_Aufgabenstellung_: Ermittle jede Zeile unten, in der das Wort „collar“ vorkommt, und schreib diese Zeilen vollständig ab.
——
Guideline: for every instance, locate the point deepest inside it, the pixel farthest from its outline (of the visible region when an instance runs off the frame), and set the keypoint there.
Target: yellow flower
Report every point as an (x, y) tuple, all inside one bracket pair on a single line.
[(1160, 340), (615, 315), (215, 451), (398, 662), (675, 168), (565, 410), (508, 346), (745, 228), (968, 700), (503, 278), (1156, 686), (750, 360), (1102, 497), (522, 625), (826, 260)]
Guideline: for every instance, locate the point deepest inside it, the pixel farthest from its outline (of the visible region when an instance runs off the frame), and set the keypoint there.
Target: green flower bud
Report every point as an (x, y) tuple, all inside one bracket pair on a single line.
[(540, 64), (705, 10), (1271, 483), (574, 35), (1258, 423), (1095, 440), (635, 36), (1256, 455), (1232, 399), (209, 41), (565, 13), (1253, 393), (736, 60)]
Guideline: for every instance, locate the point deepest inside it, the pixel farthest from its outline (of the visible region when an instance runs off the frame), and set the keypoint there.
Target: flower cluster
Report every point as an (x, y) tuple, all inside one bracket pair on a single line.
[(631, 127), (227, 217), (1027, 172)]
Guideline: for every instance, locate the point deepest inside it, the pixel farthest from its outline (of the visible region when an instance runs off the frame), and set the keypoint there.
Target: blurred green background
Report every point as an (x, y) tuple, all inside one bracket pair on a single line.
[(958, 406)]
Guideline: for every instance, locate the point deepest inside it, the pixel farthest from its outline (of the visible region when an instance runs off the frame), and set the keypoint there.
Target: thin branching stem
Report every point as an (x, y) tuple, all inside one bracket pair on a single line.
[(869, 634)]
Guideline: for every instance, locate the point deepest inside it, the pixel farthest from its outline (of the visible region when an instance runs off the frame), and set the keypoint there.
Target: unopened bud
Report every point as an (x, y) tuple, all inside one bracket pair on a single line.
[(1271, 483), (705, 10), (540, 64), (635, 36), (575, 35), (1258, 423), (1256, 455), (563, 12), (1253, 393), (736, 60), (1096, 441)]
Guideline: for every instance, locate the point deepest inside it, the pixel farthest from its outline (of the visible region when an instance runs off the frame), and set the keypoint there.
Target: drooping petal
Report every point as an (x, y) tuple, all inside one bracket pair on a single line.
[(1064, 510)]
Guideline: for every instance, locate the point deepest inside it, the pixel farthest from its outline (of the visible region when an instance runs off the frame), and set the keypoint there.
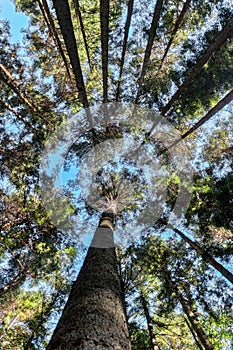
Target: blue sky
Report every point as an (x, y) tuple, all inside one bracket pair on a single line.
[(17, 20)]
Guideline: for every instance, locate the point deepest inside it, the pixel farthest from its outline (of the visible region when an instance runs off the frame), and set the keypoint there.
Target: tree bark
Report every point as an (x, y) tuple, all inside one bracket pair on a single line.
[(104, 23), (126, 34), (189, 312), (79, 16), (193, 334), (94, 315), (154, 344), (152, 33), (220, 39), (53, 32), (206, 256), (177, 25)]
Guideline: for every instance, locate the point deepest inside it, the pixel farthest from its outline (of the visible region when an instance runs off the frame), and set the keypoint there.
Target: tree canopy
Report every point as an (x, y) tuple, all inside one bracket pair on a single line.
[(171, 57)]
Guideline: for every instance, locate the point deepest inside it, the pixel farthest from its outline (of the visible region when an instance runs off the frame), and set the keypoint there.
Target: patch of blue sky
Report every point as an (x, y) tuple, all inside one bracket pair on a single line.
[(17, 20)]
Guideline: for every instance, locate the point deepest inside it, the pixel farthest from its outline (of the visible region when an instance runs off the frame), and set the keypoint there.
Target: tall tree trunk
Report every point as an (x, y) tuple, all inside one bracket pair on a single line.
[(206, 256), (104, 23), (152, 33), (193, 334), (79, 16), (219, 40), (53, 32), (154, 344), (189, 312), (64, 18), (126, 34), (176, 27), (94, 315)]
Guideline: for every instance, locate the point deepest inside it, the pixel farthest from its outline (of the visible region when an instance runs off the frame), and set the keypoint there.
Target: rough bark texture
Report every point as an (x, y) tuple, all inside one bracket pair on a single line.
[(94, 315)]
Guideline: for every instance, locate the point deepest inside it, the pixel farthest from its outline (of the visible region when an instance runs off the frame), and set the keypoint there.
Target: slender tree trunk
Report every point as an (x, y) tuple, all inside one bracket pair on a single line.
[(154, 344), (126, 34), (64, 18), (206, 256), (94, 315), (176, 27), (219, 40), (152, 33), (193, 334), (189, 312), (53, 32)]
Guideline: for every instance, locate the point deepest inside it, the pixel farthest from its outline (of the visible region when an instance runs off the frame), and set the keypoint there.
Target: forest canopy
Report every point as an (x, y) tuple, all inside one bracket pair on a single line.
[(170, 60)]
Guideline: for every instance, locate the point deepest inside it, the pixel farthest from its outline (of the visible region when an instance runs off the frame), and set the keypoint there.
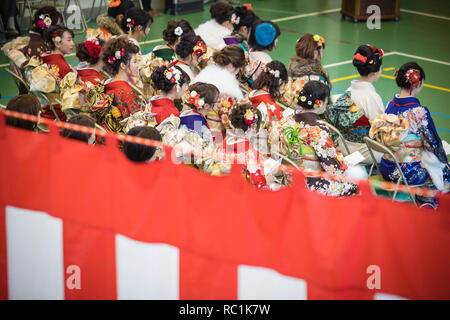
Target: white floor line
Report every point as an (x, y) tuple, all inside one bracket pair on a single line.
[(306, 15), (350, 61), (425, 14)]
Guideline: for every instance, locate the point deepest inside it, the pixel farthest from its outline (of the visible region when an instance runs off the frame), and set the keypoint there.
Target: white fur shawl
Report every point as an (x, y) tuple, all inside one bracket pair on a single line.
[(213, 33), (223, 79)]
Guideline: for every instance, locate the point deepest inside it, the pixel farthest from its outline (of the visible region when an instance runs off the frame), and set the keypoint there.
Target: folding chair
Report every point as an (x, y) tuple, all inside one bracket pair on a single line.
[(336, 131), (373, 145)]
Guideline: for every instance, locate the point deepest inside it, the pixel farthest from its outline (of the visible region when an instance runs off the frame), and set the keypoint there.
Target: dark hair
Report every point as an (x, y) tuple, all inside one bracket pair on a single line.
[(83, 53), (237, 116), (81, 120), (206, 90), (25, 103), (160, 81), (246, 18), (367, 59), (186, 45), (401, 79), (312, 91), (138, 152), (48, 35), (120, 9), (117, 44), (221, 12), (306, 46), (267, 79), (49, 11), (254, 41), (233, 54), (169, 33), (138, 17)]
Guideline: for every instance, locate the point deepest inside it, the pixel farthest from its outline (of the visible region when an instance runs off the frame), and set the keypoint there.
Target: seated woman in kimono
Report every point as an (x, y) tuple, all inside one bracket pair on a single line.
[(266, 89), (191, 51), (172, 34), (242, 20), (308, 143), (245, 119), (91, 65), (172, 82), (421, 154), (119, 58), (60, 43), (200, 98), (305, 66)]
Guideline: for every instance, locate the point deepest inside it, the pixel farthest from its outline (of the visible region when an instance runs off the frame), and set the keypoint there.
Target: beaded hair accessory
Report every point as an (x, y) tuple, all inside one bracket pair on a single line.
[(173, 75), (178, 31), (235, 19), (199, 48), (192, 97), (94, 48), (56, 37), (119, 54), (275, 73), (44, 21), (250, 117)]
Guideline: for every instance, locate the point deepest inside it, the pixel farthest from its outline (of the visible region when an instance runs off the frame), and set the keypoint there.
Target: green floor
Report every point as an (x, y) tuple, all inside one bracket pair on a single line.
[(422, 36)]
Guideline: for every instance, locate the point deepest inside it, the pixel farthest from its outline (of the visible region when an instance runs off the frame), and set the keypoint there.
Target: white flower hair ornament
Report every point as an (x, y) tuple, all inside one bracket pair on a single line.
[(235, 19), (178, 31)]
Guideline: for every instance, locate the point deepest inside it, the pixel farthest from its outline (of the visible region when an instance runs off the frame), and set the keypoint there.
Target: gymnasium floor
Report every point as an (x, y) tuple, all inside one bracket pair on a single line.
[(421, 35)]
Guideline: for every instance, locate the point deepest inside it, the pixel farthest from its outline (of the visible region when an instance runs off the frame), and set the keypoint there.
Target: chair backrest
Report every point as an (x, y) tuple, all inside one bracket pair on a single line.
[(335, 130)]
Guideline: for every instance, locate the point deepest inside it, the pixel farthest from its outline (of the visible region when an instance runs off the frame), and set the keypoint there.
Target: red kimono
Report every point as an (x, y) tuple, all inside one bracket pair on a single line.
[(56, 59), (273, 109), (87, 74), (124, 97), (163, 107), (245, 154)]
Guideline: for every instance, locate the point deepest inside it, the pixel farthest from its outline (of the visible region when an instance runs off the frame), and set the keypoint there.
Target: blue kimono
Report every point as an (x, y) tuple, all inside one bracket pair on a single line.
[(423, 131)]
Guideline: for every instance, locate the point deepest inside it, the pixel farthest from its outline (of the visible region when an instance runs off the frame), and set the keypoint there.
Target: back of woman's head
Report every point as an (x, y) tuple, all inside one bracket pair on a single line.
[(175, 29), (187, 43), (165, 78), (245, 115), (312, 94), (51, 33), (135, 17), (272, 78), (263, 35), (44, 18), (307, 44), (24, 103), (233, 54), (116, 51), (138, 152), (117, 7), (90, 50), (367, 59), (221, 12), (81, 120), (201, 93), (242, 17)]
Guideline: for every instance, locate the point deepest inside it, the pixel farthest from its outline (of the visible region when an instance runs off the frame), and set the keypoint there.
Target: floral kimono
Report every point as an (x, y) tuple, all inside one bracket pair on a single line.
[(87, 74), (421, 136), (163, 107), (262, 96), (124, 97), (244, 153), (308, 143), (61, 67)]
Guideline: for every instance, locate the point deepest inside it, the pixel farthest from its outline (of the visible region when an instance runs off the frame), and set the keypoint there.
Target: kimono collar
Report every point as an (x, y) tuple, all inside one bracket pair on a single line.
[(404, 102)]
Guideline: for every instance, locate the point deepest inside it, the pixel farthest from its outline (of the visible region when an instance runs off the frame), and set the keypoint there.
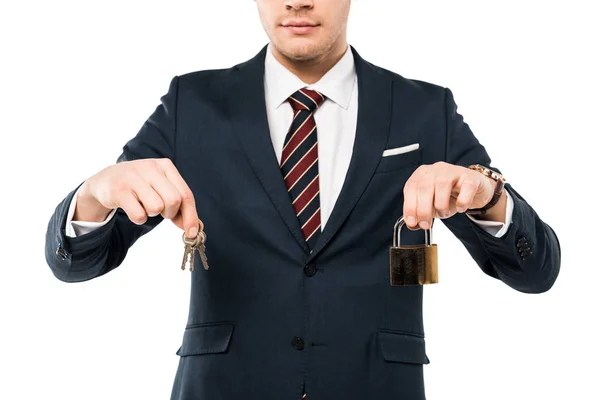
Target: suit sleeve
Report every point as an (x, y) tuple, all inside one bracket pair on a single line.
[(81, 258), (532, 271)]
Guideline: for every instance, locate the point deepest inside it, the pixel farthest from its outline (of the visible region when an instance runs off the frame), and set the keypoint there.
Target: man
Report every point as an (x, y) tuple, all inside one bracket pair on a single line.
[(297, 300)]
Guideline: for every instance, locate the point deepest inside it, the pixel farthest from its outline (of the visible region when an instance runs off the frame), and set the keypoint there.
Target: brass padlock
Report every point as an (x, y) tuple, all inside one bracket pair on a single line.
[(414, 264)]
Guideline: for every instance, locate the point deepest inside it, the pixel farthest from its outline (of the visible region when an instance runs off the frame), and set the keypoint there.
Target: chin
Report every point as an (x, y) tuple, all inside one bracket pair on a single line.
[(301, 49)]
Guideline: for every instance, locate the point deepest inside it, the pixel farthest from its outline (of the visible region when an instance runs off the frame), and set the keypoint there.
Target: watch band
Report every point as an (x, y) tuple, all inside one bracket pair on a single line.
[(500, 181)]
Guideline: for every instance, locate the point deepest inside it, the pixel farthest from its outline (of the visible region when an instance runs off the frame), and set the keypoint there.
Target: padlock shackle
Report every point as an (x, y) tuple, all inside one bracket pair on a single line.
[(398, 227)]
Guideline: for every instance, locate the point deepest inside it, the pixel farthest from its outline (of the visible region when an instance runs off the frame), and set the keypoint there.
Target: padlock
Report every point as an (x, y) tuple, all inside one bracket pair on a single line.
[(414, 264)]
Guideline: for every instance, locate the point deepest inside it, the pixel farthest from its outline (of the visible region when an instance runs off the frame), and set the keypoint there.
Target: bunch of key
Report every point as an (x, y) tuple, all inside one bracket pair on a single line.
[(191, 245)]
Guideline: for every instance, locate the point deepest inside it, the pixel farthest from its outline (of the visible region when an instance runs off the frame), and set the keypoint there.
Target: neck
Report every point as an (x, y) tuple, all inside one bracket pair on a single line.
[(311, 71)]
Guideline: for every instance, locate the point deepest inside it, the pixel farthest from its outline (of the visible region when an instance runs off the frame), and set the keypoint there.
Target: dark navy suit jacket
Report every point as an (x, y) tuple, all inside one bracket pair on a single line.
[(269, 318)]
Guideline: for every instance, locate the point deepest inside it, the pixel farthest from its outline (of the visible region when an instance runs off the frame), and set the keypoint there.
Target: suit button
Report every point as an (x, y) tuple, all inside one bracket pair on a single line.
[(61, 253), (298, 343), (310, 269)]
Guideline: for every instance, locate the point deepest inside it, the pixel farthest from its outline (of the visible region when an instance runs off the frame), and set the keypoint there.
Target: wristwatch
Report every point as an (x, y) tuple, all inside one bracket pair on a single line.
[(500, 181)]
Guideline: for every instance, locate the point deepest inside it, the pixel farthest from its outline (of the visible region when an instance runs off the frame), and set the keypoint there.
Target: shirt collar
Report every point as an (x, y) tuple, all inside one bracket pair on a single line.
[(336, 85)]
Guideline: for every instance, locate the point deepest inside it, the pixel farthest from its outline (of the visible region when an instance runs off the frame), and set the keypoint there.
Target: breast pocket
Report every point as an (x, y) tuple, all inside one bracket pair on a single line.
[(201, 339), (400, 161)]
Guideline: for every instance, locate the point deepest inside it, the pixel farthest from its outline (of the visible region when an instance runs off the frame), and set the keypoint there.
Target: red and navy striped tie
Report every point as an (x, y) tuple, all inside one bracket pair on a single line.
[(299, 163)]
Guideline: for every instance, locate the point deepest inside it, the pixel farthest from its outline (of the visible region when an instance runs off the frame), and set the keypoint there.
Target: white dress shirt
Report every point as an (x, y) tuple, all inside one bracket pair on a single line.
[(336, 121)]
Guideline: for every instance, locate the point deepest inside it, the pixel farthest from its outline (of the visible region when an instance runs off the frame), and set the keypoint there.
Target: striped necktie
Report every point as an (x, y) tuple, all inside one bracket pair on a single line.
[(299, 163)]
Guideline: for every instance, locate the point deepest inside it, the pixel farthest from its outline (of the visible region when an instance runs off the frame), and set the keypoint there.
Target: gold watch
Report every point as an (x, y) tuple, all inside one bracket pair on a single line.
[(500, 181)]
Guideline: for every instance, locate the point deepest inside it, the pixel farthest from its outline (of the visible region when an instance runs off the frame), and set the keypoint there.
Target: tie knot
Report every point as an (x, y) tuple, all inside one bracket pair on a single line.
[(306, 99)]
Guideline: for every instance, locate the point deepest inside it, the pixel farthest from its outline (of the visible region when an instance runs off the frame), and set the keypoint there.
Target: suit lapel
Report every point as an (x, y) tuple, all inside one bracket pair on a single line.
[(248, 116), (374, 113)]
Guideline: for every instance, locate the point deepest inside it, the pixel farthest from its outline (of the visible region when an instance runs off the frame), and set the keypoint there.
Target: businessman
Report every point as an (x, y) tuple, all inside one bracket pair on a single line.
[(297, 163)]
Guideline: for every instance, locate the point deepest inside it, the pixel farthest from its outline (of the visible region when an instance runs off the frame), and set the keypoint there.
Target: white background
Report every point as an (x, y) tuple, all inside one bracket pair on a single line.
[(78, 79)]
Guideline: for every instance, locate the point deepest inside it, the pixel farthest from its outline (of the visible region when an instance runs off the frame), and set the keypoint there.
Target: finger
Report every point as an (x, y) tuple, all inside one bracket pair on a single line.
[(425, 195), (442, 195), (188, 203), (410, 203), (166, 190), (468, 189), (129, 202), (146, 195)]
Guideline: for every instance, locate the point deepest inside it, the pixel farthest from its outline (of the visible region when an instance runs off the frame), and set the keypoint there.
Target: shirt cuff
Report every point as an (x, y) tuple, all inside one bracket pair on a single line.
[(79, 228), (496, 228)]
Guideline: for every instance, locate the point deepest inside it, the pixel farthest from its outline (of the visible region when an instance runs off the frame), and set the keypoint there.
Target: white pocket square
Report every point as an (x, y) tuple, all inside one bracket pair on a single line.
[(400, 150)]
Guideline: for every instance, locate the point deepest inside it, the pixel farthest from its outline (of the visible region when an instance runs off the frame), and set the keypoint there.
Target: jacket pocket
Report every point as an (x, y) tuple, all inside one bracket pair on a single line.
[(206, 339), (411, 159), (402, 347)]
——
_Endergebnis_:
Target: kimono collar
Target: shirt collar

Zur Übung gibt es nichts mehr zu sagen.